Questions to answer:
a – Answer these questions from the article on transvaginal mesh:
(i) What condition is transvaginal mesh used to help treat?
(ii) What failure rate did native tissue repair have?
(iii) What did native tissue repair involve the use of?
b – Pick up the article on transvaginal mesh after its last sentence and carry it forward.

Text provided:
All You Need to Know About Transvaginal Mesh

transvaginal meshWhat is It and Its Purpose

It’s a net-like implant that helps treat pelvic organ prolapse – a condition that involves the descent of your bladder, uterus or rectum from your vagina. Sounds horrifying, right? It can happen to any woman regardless of the age and body type. Its risk factors range from genetics to vaginal delivery. This situation should not be taken lightly as it can make going about your normal daily routine impossible.

The main purpose of the transvaginal mesh is to protect the native tissue of your vagina. The tissue may already have been stretched out and is not strong in the first place. Using the mesh is highly suggested by doctors to provide better suspension or support for the tissues.

The Reason Behind the Numerous Commercials

 Transvaginal mesh has indeed made its own name in the industry as fast as wildfire. Many patients who have had the device implanted have experienced varying complications and injuries. They are looking for law firms to represent them in their complaints these days. It turns out, the device was not properly tested for long term treatment.

Prior to transvaginal mesh, doctors used a procedure that is referred to native tissue repair involving the use of absorbable sutures. Unfortunately, the medical procedure had a 30 percent failure rate which is why doctors looked for another way to correct incontinence and repair abdominal hernias.

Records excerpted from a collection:
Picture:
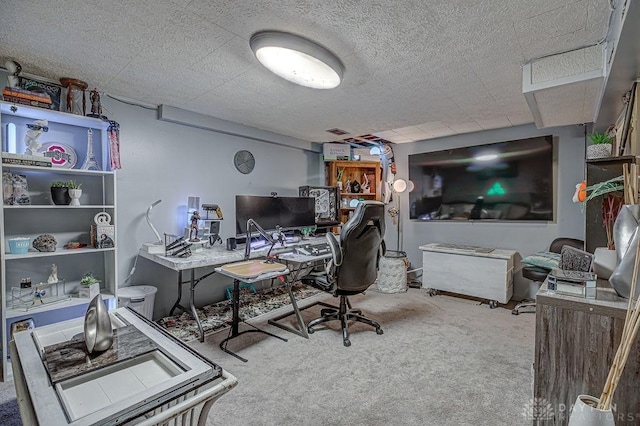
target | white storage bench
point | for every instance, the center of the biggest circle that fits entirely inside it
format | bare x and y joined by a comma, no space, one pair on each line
472,271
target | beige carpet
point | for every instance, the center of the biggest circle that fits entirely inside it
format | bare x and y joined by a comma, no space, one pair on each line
441,361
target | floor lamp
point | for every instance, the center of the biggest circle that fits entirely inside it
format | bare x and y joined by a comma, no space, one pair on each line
400,186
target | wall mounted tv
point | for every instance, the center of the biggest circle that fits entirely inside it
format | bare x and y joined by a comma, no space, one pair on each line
290,213
511,180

Answers by task:
a –
(i) Pelvic organ prolapse
(ii) 30 percent
(iii) Absorbable sutures

b –
The device was advertised to doctors as durable with high success rates and fast recovery outcomes. However, it was not tested for long-term use and no clinical data was present to support its claims. Some of the women who have had transvaginal mesh implanted in them experienced bleeding, pain and even erosion – this means that the mesh was moving around their vaginal wall and even through their organs.

What You Should Know

If you are still in your 20s or 30s, then there is no need for you to have a transvaginal mesh implanted. Although there are women who have complaints about the device, some have had successful surgery outcomes too. Some hospitals have also ceased the use of the device yet some still continue to conduct transvaginal mesh-augmented repairs.

If worse comes to worst and you experience a prolapse, ask your doctor for a different option. Some doctors insert a pessary, which is a rubber-like piece that holds things up, instead of a mesh. A great way to prevent this from happening to you is to strengthen your vaginal muscles. Performing kegels on a regular basis is a good start. Keeping your weight healthy through proper diet and exercise is also a good help.